===== Input for this task =====

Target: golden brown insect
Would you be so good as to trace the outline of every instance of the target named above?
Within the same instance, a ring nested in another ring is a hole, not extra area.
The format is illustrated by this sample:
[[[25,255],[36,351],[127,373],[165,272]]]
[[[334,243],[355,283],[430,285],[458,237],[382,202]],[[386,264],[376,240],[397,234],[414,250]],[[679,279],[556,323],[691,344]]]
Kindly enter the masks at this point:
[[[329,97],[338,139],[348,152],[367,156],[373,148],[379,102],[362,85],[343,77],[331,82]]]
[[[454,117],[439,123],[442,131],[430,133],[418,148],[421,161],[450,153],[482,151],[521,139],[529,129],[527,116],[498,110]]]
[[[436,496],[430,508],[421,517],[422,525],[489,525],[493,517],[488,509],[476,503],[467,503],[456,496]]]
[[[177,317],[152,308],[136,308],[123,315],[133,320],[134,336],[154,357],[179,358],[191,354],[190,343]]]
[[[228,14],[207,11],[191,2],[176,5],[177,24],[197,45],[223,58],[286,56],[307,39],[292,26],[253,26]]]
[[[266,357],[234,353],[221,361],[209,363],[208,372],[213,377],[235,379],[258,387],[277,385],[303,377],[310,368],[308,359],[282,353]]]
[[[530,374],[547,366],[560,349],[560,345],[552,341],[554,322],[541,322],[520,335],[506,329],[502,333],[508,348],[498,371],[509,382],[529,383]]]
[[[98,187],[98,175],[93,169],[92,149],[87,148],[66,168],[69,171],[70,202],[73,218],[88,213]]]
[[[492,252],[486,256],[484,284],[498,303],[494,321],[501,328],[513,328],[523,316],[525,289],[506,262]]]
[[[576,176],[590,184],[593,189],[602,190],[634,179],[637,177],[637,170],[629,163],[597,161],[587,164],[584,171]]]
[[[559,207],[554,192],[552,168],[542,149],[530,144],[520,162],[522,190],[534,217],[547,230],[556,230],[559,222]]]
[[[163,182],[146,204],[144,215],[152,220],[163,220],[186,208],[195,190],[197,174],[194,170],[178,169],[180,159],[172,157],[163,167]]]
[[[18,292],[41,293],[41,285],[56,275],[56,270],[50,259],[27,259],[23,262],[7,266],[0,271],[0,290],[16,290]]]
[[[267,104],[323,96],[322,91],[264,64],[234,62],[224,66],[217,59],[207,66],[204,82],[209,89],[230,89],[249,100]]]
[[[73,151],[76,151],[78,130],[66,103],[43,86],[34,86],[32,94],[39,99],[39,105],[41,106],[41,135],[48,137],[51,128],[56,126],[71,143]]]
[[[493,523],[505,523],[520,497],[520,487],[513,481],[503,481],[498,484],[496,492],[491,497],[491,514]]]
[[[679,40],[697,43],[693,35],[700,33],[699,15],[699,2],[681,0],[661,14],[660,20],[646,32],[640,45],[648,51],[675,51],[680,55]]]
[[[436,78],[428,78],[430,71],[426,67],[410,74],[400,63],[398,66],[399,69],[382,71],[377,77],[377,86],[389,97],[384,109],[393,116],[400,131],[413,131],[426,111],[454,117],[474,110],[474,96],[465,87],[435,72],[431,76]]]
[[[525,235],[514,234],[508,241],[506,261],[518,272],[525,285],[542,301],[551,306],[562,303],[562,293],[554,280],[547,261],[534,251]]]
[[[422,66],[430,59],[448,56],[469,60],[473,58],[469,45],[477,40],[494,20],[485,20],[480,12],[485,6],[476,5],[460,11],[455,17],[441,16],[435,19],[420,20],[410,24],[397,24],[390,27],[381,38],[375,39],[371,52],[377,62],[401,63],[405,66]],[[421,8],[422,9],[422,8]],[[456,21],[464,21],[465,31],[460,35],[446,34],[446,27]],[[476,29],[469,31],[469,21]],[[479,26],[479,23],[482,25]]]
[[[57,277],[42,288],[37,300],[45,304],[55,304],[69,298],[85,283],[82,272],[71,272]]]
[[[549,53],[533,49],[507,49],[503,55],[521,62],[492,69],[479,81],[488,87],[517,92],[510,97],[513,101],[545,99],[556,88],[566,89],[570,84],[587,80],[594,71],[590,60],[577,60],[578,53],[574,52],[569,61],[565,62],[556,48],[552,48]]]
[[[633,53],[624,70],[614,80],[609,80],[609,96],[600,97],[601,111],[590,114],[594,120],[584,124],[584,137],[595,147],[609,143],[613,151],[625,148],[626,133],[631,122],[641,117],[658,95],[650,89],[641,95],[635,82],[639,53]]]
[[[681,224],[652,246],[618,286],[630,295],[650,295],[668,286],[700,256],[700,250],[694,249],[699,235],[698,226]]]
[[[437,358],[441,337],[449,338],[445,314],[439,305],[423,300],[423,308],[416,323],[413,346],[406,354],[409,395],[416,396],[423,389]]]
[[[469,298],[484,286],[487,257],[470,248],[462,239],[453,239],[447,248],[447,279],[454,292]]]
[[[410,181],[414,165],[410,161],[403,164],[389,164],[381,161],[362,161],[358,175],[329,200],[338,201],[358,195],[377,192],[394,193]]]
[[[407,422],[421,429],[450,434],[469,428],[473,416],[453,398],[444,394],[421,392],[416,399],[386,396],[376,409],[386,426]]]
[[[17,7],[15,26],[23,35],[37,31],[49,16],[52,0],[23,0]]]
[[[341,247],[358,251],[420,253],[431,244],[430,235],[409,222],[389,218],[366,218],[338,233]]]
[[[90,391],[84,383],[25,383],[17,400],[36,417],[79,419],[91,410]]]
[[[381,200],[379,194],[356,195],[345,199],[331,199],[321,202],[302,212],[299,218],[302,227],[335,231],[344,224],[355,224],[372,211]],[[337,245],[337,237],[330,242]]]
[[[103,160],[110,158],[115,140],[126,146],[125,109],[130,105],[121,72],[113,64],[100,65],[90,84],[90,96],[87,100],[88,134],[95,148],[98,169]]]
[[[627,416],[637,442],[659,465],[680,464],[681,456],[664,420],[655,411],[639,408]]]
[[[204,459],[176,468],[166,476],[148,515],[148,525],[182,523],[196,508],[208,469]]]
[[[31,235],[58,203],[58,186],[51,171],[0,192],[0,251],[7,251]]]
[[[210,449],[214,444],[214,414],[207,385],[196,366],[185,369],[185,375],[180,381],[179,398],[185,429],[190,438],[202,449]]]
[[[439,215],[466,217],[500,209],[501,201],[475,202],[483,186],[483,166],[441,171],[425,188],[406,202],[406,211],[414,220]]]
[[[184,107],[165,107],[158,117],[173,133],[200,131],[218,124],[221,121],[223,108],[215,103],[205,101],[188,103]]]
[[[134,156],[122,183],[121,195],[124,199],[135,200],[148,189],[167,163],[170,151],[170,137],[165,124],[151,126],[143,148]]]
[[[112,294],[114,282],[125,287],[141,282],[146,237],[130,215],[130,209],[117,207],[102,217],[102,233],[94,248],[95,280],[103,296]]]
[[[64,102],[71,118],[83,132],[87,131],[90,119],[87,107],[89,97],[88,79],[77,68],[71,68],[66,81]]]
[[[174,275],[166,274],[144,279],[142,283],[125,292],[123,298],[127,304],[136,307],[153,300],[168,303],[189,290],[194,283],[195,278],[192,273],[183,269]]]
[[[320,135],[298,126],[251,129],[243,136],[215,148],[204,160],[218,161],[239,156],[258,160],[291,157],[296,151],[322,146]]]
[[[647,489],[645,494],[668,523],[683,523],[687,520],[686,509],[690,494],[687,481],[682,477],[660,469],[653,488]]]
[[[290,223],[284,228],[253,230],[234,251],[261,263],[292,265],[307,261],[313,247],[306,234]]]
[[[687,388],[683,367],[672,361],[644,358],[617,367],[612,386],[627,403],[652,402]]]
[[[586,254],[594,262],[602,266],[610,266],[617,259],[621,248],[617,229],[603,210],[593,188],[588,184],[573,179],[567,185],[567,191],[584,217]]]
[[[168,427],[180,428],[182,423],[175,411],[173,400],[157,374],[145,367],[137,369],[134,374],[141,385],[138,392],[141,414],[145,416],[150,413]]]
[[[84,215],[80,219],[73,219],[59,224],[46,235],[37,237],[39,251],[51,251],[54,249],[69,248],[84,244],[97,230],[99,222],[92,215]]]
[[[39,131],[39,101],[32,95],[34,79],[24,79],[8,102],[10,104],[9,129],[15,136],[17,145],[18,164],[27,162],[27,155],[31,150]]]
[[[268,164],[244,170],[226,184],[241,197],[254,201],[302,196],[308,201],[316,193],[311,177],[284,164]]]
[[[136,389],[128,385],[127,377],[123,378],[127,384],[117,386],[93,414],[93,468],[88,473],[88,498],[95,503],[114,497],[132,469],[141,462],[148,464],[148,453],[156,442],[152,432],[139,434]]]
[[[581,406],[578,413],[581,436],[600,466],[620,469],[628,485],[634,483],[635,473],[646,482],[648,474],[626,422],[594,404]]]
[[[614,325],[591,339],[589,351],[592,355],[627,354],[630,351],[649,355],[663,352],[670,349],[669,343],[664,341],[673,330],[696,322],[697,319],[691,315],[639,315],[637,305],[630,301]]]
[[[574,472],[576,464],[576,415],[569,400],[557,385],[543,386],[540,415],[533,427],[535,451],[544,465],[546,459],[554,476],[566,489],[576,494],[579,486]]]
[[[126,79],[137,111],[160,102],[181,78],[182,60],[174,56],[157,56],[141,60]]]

=====

The task: Counting the lines above that hold "instance", reply with the number and no other words.

Reply to the task: 2